** begin The records **

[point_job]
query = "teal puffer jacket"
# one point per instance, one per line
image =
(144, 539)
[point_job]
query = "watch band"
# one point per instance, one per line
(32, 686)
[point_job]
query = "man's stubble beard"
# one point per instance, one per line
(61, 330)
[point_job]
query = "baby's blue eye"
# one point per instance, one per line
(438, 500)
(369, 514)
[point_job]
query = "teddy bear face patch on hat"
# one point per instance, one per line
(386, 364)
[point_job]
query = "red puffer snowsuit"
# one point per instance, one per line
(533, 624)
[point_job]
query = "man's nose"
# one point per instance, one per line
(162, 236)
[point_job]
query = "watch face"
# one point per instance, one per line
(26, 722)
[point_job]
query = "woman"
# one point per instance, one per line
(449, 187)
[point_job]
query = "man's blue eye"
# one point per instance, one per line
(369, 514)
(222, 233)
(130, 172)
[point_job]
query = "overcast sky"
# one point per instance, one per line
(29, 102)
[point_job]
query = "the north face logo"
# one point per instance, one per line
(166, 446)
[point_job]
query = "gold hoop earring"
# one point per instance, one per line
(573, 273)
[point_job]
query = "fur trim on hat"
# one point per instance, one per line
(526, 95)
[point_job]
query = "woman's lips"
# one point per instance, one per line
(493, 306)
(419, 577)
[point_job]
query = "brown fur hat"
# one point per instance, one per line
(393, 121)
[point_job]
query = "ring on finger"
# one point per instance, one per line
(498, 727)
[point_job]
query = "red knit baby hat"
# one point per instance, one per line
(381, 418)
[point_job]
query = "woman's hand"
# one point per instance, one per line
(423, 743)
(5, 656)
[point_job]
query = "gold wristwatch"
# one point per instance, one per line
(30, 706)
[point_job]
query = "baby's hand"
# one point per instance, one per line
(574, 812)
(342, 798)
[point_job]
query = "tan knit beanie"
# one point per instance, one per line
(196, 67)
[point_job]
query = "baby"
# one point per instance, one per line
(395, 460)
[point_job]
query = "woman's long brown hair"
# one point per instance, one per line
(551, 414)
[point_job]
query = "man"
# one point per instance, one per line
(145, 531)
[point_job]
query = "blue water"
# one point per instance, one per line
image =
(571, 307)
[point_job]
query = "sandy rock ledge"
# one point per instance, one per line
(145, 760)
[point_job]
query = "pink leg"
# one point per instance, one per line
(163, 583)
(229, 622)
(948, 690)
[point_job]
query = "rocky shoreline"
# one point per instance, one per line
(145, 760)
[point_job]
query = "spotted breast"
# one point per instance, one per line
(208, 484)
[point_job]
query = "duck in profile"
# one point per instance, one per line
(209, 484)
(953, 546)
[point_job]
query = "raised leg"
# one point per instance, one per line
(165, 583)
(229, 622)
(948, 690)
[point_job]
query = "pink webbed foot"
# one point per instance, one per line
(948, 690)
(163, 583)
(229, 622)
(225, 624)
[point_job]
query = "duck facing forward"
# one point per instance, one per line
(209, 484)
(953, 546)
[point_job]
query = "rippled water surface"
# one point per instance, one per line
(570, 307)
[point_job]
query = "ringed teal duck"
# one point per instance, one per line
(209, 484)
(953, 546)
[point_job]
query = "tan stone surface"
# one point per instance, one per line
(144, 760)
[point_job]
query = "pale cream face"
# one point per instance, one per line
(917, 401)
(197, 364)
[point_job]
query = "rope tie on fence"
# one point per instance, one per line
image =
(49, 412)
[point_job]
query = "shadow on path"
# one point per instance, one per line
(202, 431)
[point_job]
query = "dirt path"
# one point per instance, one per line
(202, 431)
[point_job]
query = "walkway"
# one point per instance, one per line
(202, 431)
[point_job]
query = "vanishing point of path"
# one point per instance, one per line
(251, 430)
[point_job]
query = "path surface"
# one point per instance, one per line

** end The records **

• **Your instructions**: Provide all the records again, word for word.

• **Full response**:
[point_job]
query = "teal puffer jacket"
# one point per instance, one per line
image =
(144, 539)
[point_job]
query = "watch band"
# one point per instance, one per line
(32, 686)
[point_job]
query = "man's stubble beard"
# one point per instance, one per line
(61, 330)
[point_job]
query = "baby's blue eye"
# one point per instance, one per line
(438, 500)
(369, 514)
[point_job]
query = "teddy bear face patch on hat"
# one point per instance, one per line
(386, 364)
[point_job]
query = "red puffer snowsuit"
# one point per instance, one per line
(533, 624)
[point_job]
query = "man's nose"
# one point per instance, one per line
(162, 236)
[point_job]
query = "watch face"
# one point per instance, one per line
(26, 722)
[point_job]
query = "woman"
# one point per instance, one per line
(449, 187)
[point_job]
query = "man's blue eye"
# one point per instance, one per line
(369, 514)
(222, 233)
(130, 172)
[point_job]
query = "overcast sky"
# one point per instance, one per line
(29, 102)
[point_job]
query = "the north face logo"
# one point per instance, one per line
(166, 446)
[point_job]
query = "gold hoop earring"
# one point per instance, one per line
(573, 273)
[point_job]
query = "fur trim on hat"
# one point per instance, one per line
(526, 95)
[point_job]
query = "woman's lips"
# one point per instance, one per line
(493, 306)
(419, 577)
[point_job]
query = "brown fur hat"
# one point per instance, one per line
(393, 121)
[point_job]
query = "ring on finger"
# one point per instance, one per line
(498, 727)
[point_job]
query = "red knit baby hat"
# one point per instance, one per line
(381, 418)
[point_job]
query = "woman's hand"
# one point per instance, one per line
(423, 743)
(5, 656)
[point_job]
query = "gold wristwatch"
# one point per instance, one per line
(30, 706)
[point_job]
query = "baby's hand"
# one point per instance, one per line
(574, 812)
(342, 798)
[point_job]
query = "tan knit beanie"
# one point per instance, one per line
(196, 67)
[point_job]
query = "baby"
# one point per instance, one per line
(395, 460)
[point_job]
query = "woman's long brown hair"
# one point per instance, one per line
(551, 414)
[point_job]
query = "man"
# one point per instance, one per line
(145, 531)
[point_job]
query = "blue water"
# one point per instance, one per line
image =
(571, 307)
[point_job]
query = "sandy rock ledge"
# one point per instance, one per line
(145, 760)
[point_job]
query = "pink leg"
# one point per instance, one per line
(163, 583)
(229, 622)
(948, 690)
[point_job]
query = "rocky shoreline"
# one point per instance, one per line
(145, 760)
[point_job]
query = "spotted breast"
# one point per instance, one per line
(208, 484)
[point_job]
query = "duck in profile"
# one point per instance, one per line
(209, 484)
(953, 546)
[point_job]
query = "raised leg"
# one point per instance, one per line
(165, 583)
(229, 622)
(948, 690)
[point_job]
query = "pink webbed foot"
# one point per instance, one per line
(948, 690)
(163, 583)
(229, 622)
(225, 624)
[point_job]
query = "duck facing forward"
# one point per instance, one per line
(209, 484)
(953, 546)
[point_job]
query = "rippled water surface"
# one point per instance, one per line
(570, 307)
[point_job]
query = "ringed teal duck"
# one point per instance, one per line
(209, 484)
(953, 546)
[point_job]
query = "tan stone surface"
# one point per instance, one per line
(144, 760)
[point_job]
query = "pale cream face"
# one point per instance, one per line
(917, 401)
(197, 364)
[point_job]
query = "rope tie on fence"
# one point per instance, one per line
image =
(49, 412)
[point_job]
query = "shadow on path"
# one point per instance, one per line
(202, 431)
[point_job]
query = "dirt path"
# one point per instance, one per line
(202, 431)
[point_job]
query = "walkway"
# one point per instance, one per line
(202, 431)
[point_job]
query = "vanishing point of path"
# one point per instance, one per line
(251, 430)
[point_job]
query = "path surface"
# one point per instance, one per line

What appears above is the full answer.